■ **Problem details**: Look through the records, and wherever the string "asphalt" turns up, copy out that line.

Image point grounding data
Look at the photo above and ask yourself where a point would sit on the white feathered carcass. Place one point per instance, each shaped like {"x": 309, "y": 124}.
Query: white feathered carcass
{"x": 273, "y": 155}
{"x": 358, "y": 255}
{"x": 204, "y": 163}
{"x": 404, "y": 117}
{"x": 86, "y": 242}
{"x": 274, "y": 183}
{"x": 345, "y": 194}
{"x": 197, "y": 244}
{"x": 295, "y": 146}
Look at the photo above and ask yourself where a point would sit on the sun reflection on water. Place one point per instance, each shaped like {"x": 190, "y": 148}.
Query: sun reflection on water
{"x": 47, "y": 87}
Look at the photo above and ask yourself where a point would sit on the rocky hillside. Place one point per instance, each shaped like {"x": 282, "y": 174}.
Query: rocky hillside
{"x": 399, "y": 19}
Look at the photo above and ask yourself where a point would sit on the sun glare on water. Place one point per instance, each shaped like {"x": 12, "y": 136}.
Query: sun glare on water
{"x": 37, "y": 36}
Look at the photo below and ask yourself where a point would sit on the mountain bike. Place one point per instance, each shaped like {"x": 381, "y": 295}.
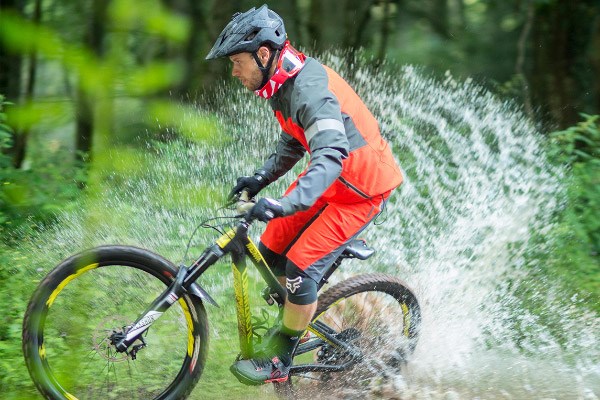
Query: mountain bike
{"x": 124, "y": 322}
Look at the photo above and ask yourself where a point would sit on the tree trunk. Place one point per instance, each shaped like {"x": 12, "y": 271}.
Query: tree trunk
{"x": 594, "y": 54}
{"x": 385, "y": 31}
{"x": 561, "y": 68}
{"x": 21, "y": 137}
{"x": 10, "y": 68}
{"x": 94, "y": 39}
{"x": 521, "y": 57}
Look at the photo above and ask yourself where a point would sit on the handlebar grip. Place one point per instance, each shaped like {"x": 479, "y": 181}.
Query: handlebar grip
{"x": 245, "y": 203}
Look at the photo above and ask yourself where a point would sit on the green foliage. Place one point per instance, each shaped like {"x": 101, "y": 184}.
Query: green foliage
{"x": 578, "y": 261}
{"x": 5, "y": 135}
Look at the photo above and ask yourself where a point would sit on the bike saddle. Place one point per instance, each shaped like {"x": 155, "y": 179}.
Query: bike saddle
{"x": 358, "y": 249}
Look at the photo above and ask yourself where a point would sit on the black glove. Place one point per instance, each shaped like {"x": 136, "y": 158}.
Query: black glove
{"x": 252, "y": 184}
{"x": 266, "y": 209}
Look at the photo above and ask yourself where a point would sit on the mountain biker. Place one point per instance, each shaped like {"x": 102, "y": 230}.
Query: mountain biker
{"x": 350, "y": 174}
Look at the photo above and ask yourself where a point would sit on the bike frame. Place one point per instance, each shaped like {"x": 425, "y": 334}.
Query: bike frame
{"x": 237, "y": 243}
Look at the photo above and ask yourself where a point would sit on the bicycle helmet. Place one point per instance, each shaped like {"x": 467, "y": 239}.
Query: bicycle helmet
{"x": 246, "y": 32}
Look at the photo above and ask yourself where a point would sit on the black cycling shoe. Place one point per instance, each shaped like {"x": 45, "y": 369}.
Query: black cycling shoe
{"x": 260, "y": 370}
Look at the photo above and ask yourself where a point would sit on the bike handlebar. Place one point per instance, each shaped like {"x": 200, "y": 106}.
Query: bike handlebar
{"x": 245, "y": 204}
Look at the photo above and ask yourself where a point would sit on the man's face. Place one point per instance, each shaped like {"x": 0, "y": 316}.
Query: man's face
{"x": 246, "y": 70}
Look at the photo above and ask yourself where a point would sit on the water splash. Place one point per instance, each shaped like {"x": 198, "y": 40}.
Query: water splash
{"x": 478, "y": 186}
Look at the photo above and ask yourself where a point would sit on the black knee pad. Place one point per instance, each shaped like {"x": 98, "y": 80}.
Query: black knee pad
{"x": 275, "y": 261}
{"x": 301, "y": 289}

* * *

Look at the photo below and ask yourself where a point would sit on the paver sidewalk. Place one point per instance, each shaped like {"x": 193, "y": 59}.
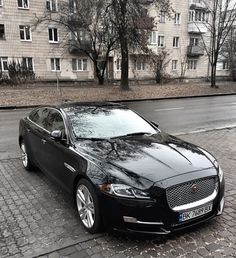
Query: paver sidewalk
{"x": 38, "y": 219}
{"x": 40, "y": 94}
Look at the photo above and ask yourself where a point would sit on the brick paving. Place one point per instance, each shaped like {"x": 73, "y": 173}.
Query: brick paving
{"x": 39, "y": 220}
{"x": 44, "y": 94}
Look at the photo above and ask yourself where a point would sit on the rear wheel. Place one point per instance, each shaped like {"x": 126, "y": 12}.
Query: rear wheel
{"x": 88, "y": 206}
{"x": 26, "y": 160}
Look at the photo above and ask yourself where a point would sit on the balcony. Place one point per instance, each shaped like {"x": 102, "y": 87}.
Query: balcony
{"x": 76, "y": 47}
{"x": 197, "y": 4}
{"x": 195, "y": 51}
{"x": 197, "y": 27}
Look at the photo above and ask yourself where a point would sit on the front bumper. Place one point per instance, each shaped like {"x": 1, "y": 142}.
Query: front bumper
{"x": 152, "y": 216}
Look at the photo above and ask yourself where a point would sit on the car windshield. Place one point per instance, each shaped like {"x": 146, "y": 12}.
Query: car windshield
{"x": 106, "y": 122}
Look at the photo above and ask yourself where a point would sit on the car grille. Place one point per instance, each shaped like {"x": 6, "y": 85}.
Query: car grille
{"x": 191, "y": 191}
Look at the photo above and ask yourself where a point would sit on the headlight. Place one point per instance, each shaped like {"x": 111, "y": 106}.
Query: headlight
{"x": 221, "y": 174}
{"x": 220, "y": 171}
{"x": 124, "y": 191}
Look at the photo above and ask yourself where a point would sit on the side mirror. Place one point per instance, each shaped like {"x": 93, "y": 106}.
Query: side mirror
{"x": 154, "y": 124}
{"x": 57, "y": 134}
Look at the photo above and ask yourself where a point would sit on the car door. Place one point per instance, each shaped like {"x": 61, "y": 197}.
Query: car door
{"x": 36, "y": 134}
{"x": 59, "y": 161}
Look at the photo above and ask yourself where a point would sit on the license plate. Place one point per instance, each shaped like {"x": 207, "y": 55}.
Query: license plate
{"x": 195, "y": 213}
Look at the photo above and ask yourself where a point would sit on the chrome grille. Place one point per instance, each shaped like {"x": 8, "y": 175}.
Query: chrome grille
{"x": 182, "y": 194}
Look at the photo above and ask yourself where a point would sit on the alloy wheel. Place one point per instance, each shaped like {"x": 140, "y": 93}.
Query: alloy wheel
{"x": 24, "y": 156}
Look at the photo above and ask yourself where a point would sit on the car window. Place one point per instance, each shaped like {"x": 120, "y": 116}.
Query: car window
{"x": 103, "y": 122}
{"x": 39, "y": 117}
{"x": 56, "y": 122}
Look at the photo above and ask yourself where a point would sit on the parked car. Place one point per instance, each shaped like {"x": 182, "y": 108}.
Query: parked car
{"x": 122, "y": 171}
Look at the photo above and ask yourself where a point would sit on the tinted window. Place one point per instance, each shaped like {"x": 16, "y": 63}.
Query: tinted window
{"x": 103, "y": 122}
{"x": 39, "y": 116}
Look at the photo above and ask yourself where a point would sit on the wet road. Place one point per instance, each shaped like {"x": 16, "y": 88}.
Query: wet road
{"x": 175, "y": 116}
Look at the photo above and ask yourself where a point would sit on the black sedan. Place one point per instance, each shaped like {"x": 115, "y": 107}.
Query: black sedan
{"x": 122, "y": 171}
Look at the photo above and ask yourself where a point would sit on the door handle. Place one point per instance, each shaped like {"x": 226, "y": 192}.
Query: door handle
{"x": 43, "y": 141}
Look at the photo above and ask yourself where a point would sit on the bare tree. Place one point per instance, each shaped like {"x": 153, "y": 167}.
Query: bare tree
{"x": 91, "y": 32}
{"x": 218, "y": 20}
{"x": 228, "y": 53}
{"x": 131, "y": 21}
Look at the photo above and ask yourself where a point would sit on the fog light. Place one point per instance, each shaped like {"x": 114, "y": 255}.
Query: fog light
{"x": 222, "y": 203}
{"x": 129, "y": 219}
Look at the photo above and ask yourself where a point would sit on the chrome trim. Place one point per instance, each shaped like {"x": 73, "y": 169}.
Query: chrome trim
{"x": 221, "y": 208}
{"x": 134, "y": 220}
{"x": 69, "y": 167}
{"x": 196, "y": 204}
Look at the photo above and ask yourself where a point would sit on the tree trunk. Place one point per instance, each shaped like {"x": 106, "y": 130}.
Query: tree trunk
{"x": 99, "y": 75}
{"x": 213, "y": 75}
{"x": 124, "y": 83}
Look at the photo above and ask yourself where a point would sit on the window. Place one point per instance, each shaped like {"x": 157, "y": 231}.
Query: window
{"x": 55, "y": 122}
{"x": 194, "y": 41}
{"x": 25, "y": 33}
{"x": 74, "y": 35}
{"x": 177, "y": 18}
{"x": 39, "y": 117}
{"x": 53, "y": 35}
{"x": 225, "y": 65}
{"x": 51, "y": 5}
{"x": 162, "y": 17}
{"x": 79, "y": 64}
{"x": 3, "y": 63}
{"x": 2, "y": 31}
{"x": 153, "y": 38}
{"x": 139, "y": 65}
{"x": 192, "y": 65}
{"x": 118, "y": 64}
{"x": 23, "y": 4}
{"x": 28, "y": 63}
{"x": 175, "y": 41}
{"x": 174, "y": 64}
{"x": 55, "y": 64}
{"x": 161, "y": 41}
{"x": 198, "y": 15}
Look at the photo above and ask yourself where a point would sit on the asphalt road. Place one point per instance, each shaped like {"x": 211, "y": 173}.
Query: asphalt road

■ **Expected answer**:
Look at the photo above and ask yourself where a point would sit on the asphalt road. Place one point per instance, each shaped like {"x": 211, "y": 173}.
Query: asphalt road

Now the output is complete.